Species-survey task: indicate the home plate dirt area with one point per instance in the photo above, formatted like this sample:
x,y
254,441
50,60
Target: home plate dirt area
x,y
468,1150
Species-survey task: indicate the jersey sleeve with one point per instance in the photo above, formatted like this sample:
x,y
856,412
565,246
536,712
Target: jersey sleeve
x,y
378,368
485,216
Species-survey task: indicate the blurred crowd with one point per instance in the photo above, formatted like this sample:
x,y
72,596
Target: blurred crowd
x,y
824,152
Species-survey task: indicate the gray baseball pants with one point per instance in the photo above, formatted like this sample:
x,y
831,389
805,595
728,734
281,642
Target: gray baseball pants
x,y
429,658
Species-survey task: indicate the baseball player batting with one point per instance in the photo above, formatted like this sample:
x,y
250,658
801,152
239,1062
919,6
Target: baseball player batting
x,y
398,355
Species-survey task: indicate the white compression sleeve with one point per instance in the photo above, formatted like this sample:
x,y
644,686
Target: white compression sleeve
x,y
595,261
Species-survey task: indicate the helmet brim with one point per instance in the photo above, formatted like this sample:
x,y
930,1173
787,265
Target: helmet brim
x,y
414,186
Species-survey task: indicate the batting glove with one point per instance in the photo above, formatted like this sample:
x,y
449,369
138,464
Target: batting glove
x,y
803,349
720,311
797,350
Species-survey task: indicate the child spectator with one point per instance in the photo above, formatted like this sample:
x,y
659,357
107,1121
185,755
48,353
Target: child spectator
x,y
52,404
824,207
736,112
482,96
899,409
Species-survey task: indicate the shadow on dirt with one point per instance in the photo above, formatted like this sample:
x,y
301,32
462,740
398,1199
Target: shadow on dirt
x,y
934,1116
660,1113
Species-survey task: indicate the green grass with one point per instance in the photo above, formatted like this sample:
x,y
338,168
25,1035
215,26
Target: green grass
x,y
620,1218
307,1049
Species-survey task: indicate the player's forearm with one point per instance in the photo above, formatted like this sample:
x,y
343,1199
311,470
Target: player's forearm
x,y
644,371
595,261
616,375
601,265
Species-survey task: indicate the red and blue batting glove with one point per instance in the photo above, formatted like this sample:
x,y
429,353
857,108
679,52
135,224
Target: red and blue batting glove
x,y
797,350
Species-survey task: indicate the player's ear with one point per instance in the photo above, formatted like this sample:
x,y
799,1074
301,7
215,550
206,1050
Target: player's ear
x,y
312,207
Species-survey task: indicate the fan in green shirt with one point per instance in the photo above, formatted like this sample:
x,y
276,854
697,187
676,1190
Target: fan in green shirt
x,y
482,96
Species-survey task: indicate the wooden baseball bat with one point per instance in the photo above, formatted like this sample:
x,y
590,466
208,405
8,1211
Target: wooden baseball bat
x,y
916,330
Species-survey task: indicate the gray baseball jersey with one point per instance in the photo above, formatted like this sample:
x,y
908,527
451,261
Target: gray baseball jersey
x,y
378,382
^^^^^^^^^^^^^^^^
__What needs to be done__
All of the material above needs to be retyped word for word.

__Written response__
Species-survey task: indicate the home plate dirt area with one point per instance in the photo above, formatted like this sample:
x,y
254,441
50,60
Target: home plate dirt area
x,y
468,1150
Species-survey task: indicate the jersey sleeve with one point per instance in the photo above, formatted like this sample:
x,y
856,412
565,246
536,712
Target: jersey sleeve
x,y
378,368
485,216
Species-survey task: indicate the blurred crowd with one point per instance in the photo above, formatted like this sample:
x,y
72,596
Target: blurred crowd
x,y
824,152
Species-survey task: indicate the gray baseball pants with one point per instance in the photo above, formatted like this sample:
x,y
831,389
805,595
728,734
281,642
Target: gray baseball pants
x,y
429,658
Species-survey task: indicate the baseball player batting with one point per instance in the photo above, formatted like this sample:
x,y
250,658
801,152
239,1062
919,6
Target: baseball player batting
x,y
398,355
Species-survey task: indicate the white compression sleeve with one point per instance in the photo above, formatted like this sample:
x,y
644,686
Target: white compression sleeve
x,y
595,261
Species-survey task: indicate the helmet brim with one point per instance in the photo above, formatted like this sample:
x,y
930,1173
787,265
Target: helmet brim
x,y
414,186
Species-survey task: indicate the batting glove with one point per instance in the photo above, formatted like this sample:
x,y
449,369
138,464
Target: batting glove
x,y
803,349
720,311
797,350
Species-survey task: indicate the child spectator with one point per instance in the photo above, formatted like this sample:
x,y
659,357
107,1121
185,755
48,353
Target: child spectator
x,y
52,404
824,207
736,112
482,96
899,409
Species-survey task: indicate the shadow on dirt with one point per instance in the photo above, formatted like this sample:
x,y
301,32
462,740
398,1199
Target: shadow on dirt
x,y
934,1116
660,1113
Species-survey task: indicate the green grass with one point per instance in the photo above, formatted like this sample:
x,y
338,168
25,1035
215,26
Target: green grass
x,y
620,1218
307,1049
Species-survey task: indicate the player's forearm with one point per instance in the photo above, formatted like this sample:
x,y
343,1199
311,470
Target: player's forearm
x,y
644,371
595,261
616,375
601,265
Species-survey task: indicate the red and blue batting glove with one point per instance in the photo above, formatted like this sample:
x,y
429,353
857,108
679,52
135,224
Target: red and blue batting glove
x,y
797,350
Species-survey task: indicate the player's ear with one point per instance in the photo above, formatted like this sample:
x,y
799,1074
301,7
215,550
206,1050
Target: player's ear
x,y
312,207
Species-survey task: indicate the fan in green shirt with one point per instance in the photo above, formatted like this sample:
x,y
276,854
697,187
676,1190
Target: fan in green shirt
x,y
482,96
Species-survey task: indicate the wooden baseball bat with one point per instance in the photo above, formatted like this sample:
x,y
590,466
208,405
8,1211
Target: wooden baseball bat
x,y
916,330
Species-survey task: indicate the gray baseball jersey with one point per instance in the photo above, formatted like this sample:
x,y
908,527
451,261
Target: gray baseball jersey
x,y
378,382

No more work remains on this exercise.